-- Begin Supplied text --
[SPARK-17389] [SPARK-3261] [MLLIB] Significant KMeans speedup with better choice of init steps, optimizing to remove 'runs' #14948

srowen · 2016-09-03T08:24:52Z

What changes were proposed in this pull request?

Deprecate KMeans 'runs' param which was a no-op since 2.0
optimize/simplify code now that runs = 1 always
most significantly, choose initializationSteps = 2 as default for default k-means|| init because the paper implies that's as optimal and is much faster.

How was this patch tested?

Jenkins

…implify code now that runs = 1 always; most significantly, choose initializationSteps = 2 as default for default k-means|| init because the paper implies that's as optimal and is much faster.

SparkQA · 2016-09-03T09:00:11Z

Test build #64894 has finished for PR 14948 at commit dbed7d7.

This patch fails Spark unit tests.
This patch merges cleanly.
This patch adds no public classes.

srowen · 2016-09-03T10:58:06Z

mllib/src/test/scala/org/apache/spark/mllib/clustering/KMeansSuite.scala

@@ -75,7 +75,7 @@ class KMeansSuite extends SparkFunSuite with MLlibTestSparkContext {

    // Make sure code runs.
    var model = KMeans.train(data, k = 2, maxIterations = 1)
-    assert(model.clusterCenters.size === 2)
-- End Supplied text --
In the KMeans pull request, what default value does it set for initializationSteps?
-- Begin Information supplied --
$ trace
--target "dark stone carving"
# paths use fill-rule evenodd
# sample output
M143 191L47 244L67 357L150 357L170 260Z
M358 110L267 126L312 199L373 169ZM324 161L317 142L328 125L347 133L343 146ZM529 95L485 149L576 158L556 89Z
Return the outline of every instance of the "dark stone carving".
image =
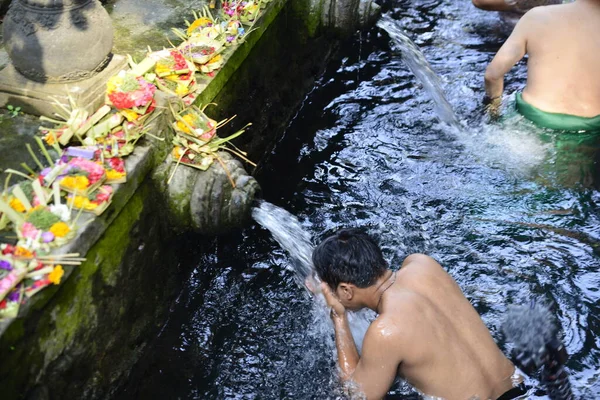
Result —
M98 0L14 0L4 42L17 71L37 82L76 82L106 66L110 17Z

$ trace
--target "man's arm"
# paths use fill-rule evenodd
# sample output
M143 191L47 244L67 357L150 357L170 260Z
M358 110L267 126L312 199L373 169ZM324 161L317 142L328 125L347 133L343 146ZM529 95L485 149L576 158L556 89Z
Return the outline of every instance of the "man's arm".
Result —
M519 21L510 37L504 42L485 70L485 93L491 99L500 99L504 91L504 75L519 62L527 52L527 31L531 12Z
M473 5L486 11L515 11L506 0L472 0Z
M368 400L382 399L398 374L401 359L397 354L397 334L389 327L371 324L363 340L362 357L351 381L356 383Z
M389 343L392 337L383 335L380 327L374 322L367 330L363 340L363 354L360 357L344 306L326 284L323 283L321 288L327 304L331 307L342 380L357 384L360 392L368 400L383 398L392 386L398 370L399 361L391 351L397 343Z

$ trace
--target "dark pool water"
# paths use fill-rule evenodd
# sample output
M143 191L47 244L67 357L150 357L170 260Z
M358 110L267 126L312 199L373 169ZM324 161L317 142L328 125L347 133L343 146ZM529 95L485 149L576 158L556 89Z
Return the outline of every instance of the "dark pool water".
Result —
M257 171L265 199L315 239L364 226L392 266L435 257L458 281L504 351L510 304L547 301L571 354L580 398L600 398L598 144L488 124L483 71L505 35L467 0L387 4L422 47L458 118L437 122L378 28L345 44ZM508 92L523 86L519 65ZM115 396L168 399L336 399L331 331L294 281L287 255L258 226L215 240L169 321ZM536 381L529 398L544 398ZM398 386L395 398L415 398Z

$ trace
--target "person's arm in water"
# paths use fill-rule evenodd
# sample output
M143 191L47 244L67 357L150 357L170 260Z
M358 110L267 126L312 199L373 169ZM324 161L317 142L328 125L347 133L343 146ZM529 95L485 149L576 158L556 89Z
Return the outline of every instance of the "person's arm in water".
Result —
M515 11L506 0L472 0L473 5L486 11Z
M490 111L500 107L504 91L504 75L527 53L528 12L521 18L510 37L504 42L485 70L485 94L490 101Z
M397 343L392 343L396 335L384 334L377 321L373 322L363 340L360 357L350 331L346 309L327 284L321 284L321 289L332 310L331 319L335 328L342 380L358 385L360 392L368 400L383 398L394 383L398 371L399 361L390 351L392 347L397 347Z

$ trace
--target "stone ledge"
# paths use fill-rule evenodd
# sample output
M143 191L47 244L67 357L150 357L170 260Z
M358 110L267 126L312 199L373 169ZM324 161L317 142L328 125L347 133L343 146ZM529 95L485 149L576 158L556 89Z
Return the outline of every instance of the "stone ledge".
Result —
M207 104L217 96L227 81L235 74L243 61L250 54L254 45L260 40L263 33L277 17L286 2L287 0L275 0L263 10L261 17L255 24L256 28L248 34L246 40L242 44L232 46L224 52L224 65L217 71L212 79L199 76L198 84L199 87L202 88L202 92L196 99L197 104ZM115 59L118 63L121 63L123 57L118 56L115 57ZM2 95L4 95L4 93ZM167 102L171 100L161 92L157 92L157 96L157 109L162 108L161 111L158 111L161 112L162 115L153 122L154 126L151 129L151 134L163 138L163 144L159 145L160 142L156 140L144 139L142 144L136 146L134 152L126 159L127 182L115 185L113 201L110 207L99 217L83 213L78 221L78 226L80 226L80 228L77 237L65 246L57 249L55 253L64 254L76 252L82 257L85 257L89 249L91 249L102 237L110 224L127 205L127 202L134 195L139 185L167 156L168 149L172 147L170 142L170 127L168 126L172 119L168 113L167 107ZM0 95L0 101L1 100L2 96ZM11 100L11 104L16 103ZM73 269L73 267L65 267L63 281L71 275ZM17 318L0 322L0 336L6 332L14 320L25 318L30 310L43 308L59 290L60 286L47 288L29 299L29 301L19 310Z
M12 64L0 71L0 107L21 107L29 114L52 116L55 100L75 104L93 113L104 104L106 82L127 66L127 60L114 55L110 63L93 78L74 83L39 83L25 78Z

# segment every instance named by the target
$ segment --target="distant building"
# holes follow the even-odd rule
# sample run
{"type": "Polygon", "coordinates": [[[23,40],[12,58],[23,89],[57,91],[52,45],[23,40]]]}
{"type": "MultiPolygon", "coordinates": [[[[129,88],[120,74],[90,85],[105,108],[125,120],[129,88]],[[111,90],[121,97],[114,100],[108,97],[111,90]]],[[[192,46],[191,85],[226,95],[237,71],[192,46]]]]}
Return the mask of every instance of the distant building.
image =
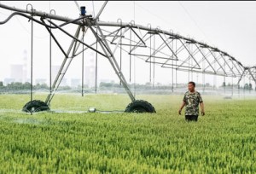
-- End Information supplied --
• _Answer to this task_
2